* _Page excerpt_:
-- Start --
During my two hours with Mr. Gordy at his home in Bel Air, California, he spoke openly about his relationship with Gaye and his initial apprehension about What's Going On and the risks the single and album held for Motown and Gaye's star power. For years, the assumption was that Mr. Gordy stood in the way of their release. For the first time, Mr. Gordy offers his side of the story. 

In Part 1 of my three-part interview featuring outtakes from my conversation

with Mr. Gordy for the Wall Street Journal, the entrepreneur who used an $800 loan to build one of America's greatest record companies and stables of artists talks about his relationship with Gaye and his initial concerns about What's Going On:

Marc Myers: Looking back, what do you think about Marvin Gaye as an artist?

Berry Gordy Jr.: Marvin was a genius. I loved what Marvin could do with his music. It was always so meaningful, especially when he got into his own thing. It was an interesting thing between Marvin and me, an incredibly interesting relationship. When Marvin first came to me, he wanted to do Frank Sinatra-type music, American songbook stuff. He insisted, so I let him. He was so good. The album was called The Soulful Moods of Marvin Gaye [1961]. After it bombed, I talked him into being more about himself.

MM: Did you think the album was appropriate for him?

BG: I thought it wasn't quite right. But Marvin was so good I let him do what he wanted. The Soulful Moods of Marvin Gaye could have been a hit. But it wasn't really who Marvin was, and the listener could hear it. When the album flopped, Marvin, of course, was furious and said that the reason it didn't do well was because we hadn't pushed it hard enough.

MM: What did you say?

BG: I said, “Well, Motown has never done an album like that before, and you aren't known for singing like that. Records don't just pop out and become big hits that easily." Marvin understood. Then he recorded songs that were much more in step with who he was. His first single was a song he wrote with my brother George and Mickey Stevenson. It was called Stubborn Kind of Fellow [1962]. He sang it with conviction, because that's exactly who he was—a stubborn fellow [laughs].

MM: Really?

BG: Yes, Marvin could be stubborn just for the sake of being stubborn. But when he started writing and singing things that reflected who he was, his songs became hits, and he became this great sex symbol and Motown's greatest male pop artist.

MM: You two were very close.

BG: We were. He married my sister Anna [in 1964] for a time. Marvin was a very interesting person. He was always kind of troubled by his life. Inside he was restless. He was a divided soul because of his father, who was a minister, and the religious thing, which was always confusing for him. Marvin also was caught up in to his own genius. He had these thoughts and wanted to be something, but he didn't know exactly what that was. He was spiritual on the one hand and confused on the other. [Pictured: Marvin and Anna Gaye]

MM: When you say you two were close, what do you mean?

BG: I played many figures in his life. I was a father, a brother, a friend and a competitor. Motown was built on competition and love. Smokey [Robinson] and I still compete today about everything.
-- End --
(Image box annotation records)
-- Start --
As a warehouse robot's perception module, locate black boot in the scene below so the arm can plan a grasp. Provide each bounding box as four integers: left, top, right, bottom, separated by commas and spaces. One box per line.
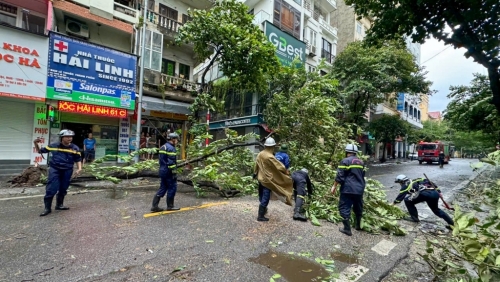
354, 216, 361, 231
339, 219, 352, 236
167, 197, 180, 211
403, 215, 420, 222
40, 197, 54, 216
257, 205, 269, 221
55, 195, 69, 211
151, 195, 163, 212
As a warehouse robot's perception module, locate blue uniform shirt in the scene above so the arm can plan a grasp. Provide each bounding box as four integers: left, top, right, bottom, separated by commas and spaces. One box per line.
83, 138, 96, 150
40, 142, 82, 169
275, 152, 290, 169
158, 142, 177, 171
335, 156, 366, 195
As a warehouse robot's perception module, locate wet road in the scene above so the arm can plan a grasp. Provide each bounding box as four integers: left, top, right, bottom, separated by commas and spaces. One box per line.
0, 159, 473, 282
-- End --
* _Complete the following_:
**A)** In the Berry Gordy interview, which roles does Gordy say he played in Marvin Gaye's life?
**B)** According to the Berry Gordy interview, what was Gaye's 1961 album called?
**C)** Rewrite the paragraph of the Berry Gordy interview that begins "BG: We were." as a short bulleted list that keeps its main facts.

* _Full solutions_:
**A)**
- A father
- A brother
- A friend
- A competitor

**B)** The Soulful Moods of Marvin Gaye

**C)**
- Gaye married Gordy's sister Anna in 1964.
- Gaye was troubled by his life and restless inside.
- His minister father and religion left him divided and confused.
- He was caught up in his own genius and wanted to be something without knowing exactly what.
- He was spiritual on one hand and confused on the other.